> _EXERCISE DESCRIPTION_
The entries contain pictures, which should not appear in the copy; everything else must be reproduced exactly.

> _EXCERPTED DATA_
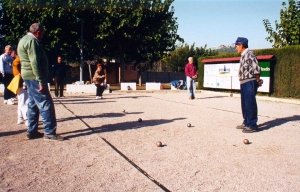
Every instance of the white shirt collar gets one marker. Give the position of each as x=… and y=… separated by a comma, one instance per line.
x=244, y=52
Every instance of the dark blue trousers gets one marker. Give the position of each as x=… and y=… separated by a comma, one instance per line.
x=248, y=103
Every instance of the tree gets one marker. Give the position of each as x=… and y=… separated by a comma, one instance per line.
x=176, y=60
x=287, y=32
x=124, y=29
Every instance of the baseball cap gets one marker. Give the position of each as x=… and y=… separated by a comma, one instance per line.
x=241, y=40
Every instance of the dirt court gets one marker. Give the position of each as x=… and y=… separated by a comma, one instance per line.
x=107, y=149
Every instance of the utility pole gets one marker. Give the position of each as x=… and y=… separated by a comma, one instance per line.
x=81, y=51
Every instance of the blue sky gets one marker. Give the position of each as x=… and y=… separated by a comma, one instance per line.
x=220, y=22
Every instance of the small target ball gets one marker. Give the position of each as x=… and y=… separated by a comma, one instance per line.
x=159, y=144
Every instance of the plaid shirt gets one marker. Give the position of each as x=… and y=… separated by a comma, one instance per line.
x=248, y=66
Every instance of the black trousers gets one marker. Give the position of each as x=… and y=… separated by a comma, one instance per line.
x=99, y=90
x=6, y=81
x=59, y=87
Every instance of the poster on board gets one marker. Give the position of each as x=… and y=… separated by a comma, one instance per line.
x=225, y=76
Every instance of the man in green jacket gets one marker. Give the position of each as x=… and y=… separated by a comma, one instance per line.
x=34, y=70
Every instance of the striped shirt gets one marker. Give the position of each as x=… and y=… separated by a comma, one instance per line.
x=248, y=66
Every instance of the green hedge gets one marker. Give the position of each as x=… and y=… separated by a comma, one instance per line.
x=285, y=77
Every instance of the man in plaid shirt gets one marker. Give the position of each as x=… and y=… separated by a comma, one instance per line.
x=249, y=75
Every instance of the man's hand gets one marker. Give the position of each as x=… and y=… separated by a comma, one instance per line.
x=260, y=82
x=41, y=87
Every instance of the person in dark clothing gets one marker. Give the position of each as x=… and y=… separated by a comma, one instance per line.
x=59, y=74
x=99, y=80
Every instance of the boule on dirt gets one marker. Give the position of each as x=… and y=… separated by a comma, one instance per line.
x=159, y=144
x=246, y=141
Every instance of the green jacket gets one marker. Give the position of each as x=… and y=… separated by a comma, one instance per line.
x=34, y=62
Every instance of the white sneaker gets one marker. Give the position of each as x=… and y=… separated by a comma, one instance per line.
x=10, y=102
x=20, y=121
x=26, y=123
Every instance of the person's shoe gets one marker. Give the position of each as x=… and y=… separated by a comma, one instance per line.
x=34, y=135
x=242, y=126
x=26, y=123
x=10, y=102
x=20, y=121
x=249, y=130
x=53, y=137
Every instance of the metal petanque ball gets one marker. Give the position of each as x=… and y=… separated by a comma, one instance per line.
x=246, y=141
x=159, y=144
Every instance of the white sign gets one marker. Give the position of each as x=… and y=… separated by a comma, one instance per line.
x=225, y=76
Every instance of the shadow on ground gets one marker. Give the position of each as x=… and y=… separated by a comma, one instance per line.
x=103, y=115
x=115, y=127
x=277, y=122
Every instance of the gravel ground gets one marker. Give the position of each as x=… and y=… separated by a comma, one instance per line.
x=107, y=149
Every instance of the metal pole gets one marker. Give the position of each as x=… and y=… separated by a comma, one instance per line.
x=81, y=51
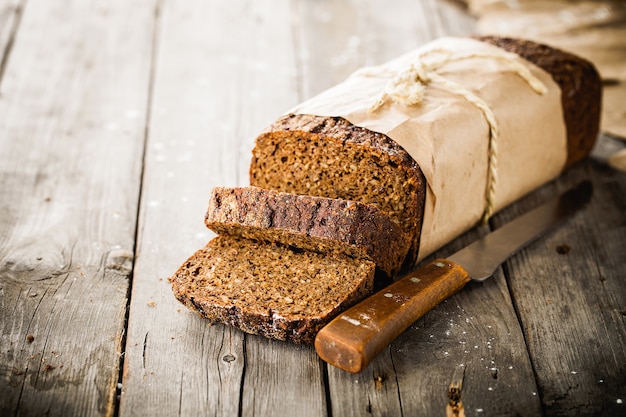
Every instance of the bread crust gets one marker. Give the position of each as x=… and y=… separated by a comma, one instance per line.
x=308, y=222
x=580, y=87
x=268, y=289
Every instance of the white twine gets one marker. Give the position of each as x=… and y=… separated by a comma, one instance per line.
x=407, y=87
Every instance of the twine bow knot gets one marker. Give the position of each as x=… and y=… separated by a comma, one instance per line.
x=408, y=86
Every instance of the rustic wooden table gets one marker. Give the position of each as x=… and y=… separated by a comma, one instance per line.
x=116, y=120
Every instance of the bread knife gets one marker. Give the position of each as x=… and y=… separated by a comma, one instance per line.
x=352, y=339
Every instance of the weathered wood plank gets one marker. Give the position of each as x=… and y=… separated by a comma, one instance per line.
x=72, y=108
x=10, y=13
x=570, y=295
x=225, y=70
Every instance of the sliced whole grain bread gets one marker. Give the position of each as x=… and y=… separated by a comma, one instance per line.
x=307, y=222
x=269, y=289
x=331, y=157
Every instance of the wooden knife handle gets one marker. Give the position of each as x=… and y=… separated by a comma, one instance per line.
x=355, y=337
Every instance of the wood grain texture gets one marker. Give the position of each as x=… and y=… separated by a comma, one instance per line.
x=110, y=108
x=575, y=277
x=71, y=133
x=223, y=72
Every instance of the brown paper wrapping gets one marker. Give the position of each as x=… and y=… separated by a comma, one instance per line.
x=449, y=137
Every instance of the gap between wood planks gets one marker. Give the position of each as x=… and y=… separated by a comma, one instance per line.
x=153, y=64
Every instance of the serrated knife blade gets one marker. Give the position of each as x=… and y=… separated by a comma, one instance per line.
x=355, y=337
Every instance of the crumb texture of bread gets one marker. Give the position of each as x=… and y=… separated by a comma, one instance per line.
x=330, y=157
x=268, y=289
x=307, y=222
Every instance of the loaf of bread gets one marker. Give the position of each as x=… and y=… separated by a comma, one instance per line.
x=331, y=157
x=330, y=200
x=268, y=289
x=306, y=222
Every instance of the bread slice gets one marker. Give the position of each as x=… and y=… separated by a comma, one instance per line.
x=269, y=289
x=330, y=157
x=314, y=223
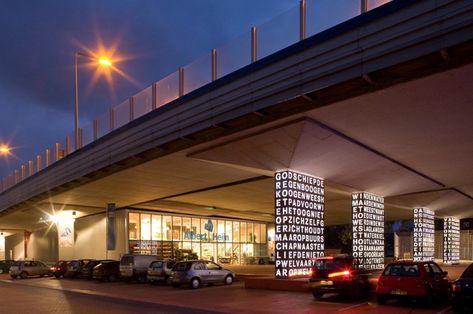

> _SOLUTION FOR THIS PROBLEM_
Every instance of the white shirt collar gets one marker. Give the position of each as x=… and y=… separated by a comma, one instance per line.
x=244, y=52
Every instance of the dark blue trousers gets one marker. Give the position of each as x=… and y=… separated by a comma, one instance per line.
x=248, y=103
Every instance of the tree gets one marker. Give the position of each as x=… and y=… separated by a comma, one instance per line.
x=176, y=60
x=287, y=32
x=124, y=29
Every instance of the baseball cap gets one marker. Give the position of each as x=… and y=… separated by a comma, one instance per line.
x=241, y=40
Every instance of the dirt court gets one marker. Give the position of each as x=… and y=… separated by a comma, one instance per line.
x=107, y=149
Every instance of the utility pole gets one marker. Give the position of each as x=… and y=… separated by a comma, one instance per line.
x=81, y=51
Every instance of the blue sky gets one marker. Give the position of each as x=… and y=… separated by a comma, one instance per line.
x=220, y=22
Every instance of the small target ball gets one marker. Give the position of each as x=… and y=… separated by a comma, one instance per line.
x=159, y=144
Every instance of the plaid shirt gets one marker. Give the position of each as x=… and y=… separated by a comma, one instance per line.
x=248, y=66
Every instance of the black trousers gets one marker. Give the position of each as x=… and y=… separated by a comma, one instance per line.
x=99, y=90
x=6, y=81
x=59, y=87
Every instance of the poster on board gets one marker. Give the position of each as x=… and y=… separated by a comma, one instance per line.
x=225, y=76
Every instance of the man in green jacket gets one marker. Give the position of each as x=… and y=… separated by a comma, one instance per line.
x=34, y=70
Every instance of the striped shirt gets one marker. Give the position of each as x=… and y=… separated by a comma, one instance per line.
x=248, y=66
Every instance of the green hedge gets one marker. Give the position of each as x=… and y=… separated by a comma, one instance per line.
x=285, y=77
Every instance of the man in plaid shirt gets one marker. Give the position of each as x=… and y=… separated by a comma, one instance per line.
x=249, y=75
Every instance of the man's hand gets one marker. Give the position of each as x=… and y=… separated by a comma, one instance per line.
x=260, y=82
x=41, y=87
Every instance of the person in dark clothing gets one marker. Give the position of each as x=… and y=… separated by a comma, one instance per line.
x=59, y=74
x=99, y=80
Every instance of the boule on dirt gets one marker. Give the position of each as x=… and y=… separated by a comma, one instance per line.
x=159, y=144
x=246, y=141
Every instance of the green jacket gets one marker. Give the position of each as x=… and y=… separated by a comma, one instance per line.
x=34, y=62
Every instance of the white sneaker gets one marker. Give the position of each as x=… and y=… separated by a comma, one instance per line.
x=10, y=102
x=20, y=121
x=26, y=123
Every instance of the person's shoe gets one marker. Give the position of each as x=… and y=… separated by a comma, one instance per line.
x=34, y=135
x=242, y=126
x=26, y=123
x=10, y=102
x=20, y=121
x=249, y=130
x=53, y=137
Every instance of the metal petanque ball gets one marker. Give the position of each as x=… and y=… separated by a comma, one instance per line.
x=246, y=141
x=159, y=144
Every instance of the white sign gets one marker. Give the position of each as x=… and y=… separated by a comma, one instance per line.
x=225, y=76
Every instance of the shadow on ground gets one marker. Give the position of each as x=… and y=… separated by a comma, one instance per line.
x=103, y=115
x=115, y=127
x=277, y=122
Every instance of the gravel ground gets one marker. Give the position of each as x=… and y=… separated by a comma, one instance per line.
x=107, y=149
Every instance of the metal pole gets one marker. Give the position of each as x=… and y=… separated by a comma, one instance per line.
x=81, y=51
Every instance of the bread crust gets one marker. Give the position of each as x=… and y=… separated by a comma, one instance per line.
x=308, y=222
x=580, y=87
x=268, y=289
Every instance of the white twine gets one marker. Give the position of each as x=… and y=… separated by a comma, one instance per line.
x=407, y=87
Every instance of the twine bow knot gets one marker. Give the position of each as x=… and y=… separated by a comma, one instance per line.
x=408, y=86
Every instance of the rustic wooden table gets one marker. Give the position of each as x=… and y=… separated by a comma, one instance per line.
x=116, y=120
Every instance of the bread knife gets one marker. Give the position of each as x=… and y=… separated by a comma, one instance per line.
x=352, y=339
Every instance of the weathered wood plank gets one marker. Give the position of each as x=… and y=… separated by a comma, one instance per line.
x=72, y=108
x=10, y=13
x=570, y=295
x=225, y=70
Every instance of the sliced whole grain bread gets one marker. Give the position of each as x=… and y=… separated by a comma, one instance per line.
x=307, y=222
x=269, y=289
x=331, y=157
Every instance of the wooden knife handle gets one marker. Give the position of each as x=… and y=… separated by a comma, one instance per line.
x=355, y=337
Every instance of the wood grain texture gets one marker. Give the position of each as x=… and y=… separated by a comma, one instance per line.
x=110, y=108
x=575, y=277
x=71, y=133
x=223, y=72
Every instance of the brown paper wrapping gets one marker. Give the position of each as x=… and y=… separated by a comma, one instance per line.
x=449, y=137
Every instance of the gap between wood planks gets one marker. Give the position of each as x=… and y=… separated by a comma, one instance per line.
x=153, y=64
Every instance of the serrated knife blade gets one marker. Give the position of each as x=… and y=… separated by a comma, one instance per line.
x=355, y=337
Every instance of the crumb texture of bread gets one marker. Give the position of each as x=… and y=… separated by a comma, one instance per line.
x=330, y=157
x=268, y=289
x=307, y=222
Every instance of the loaf of bread gets one marker. Give the position of each as x=… and y=… separated by a comma, one instance per line.
x=331, y=157
x=330, y=200
x=268, y=289
x=306, y=222
Every instance of the bread slice gets one marker. Give the position of each as x=… and y=… separated by a comma, one instance per line.
x=269, y=289
x=330, y=157
x=314, y=223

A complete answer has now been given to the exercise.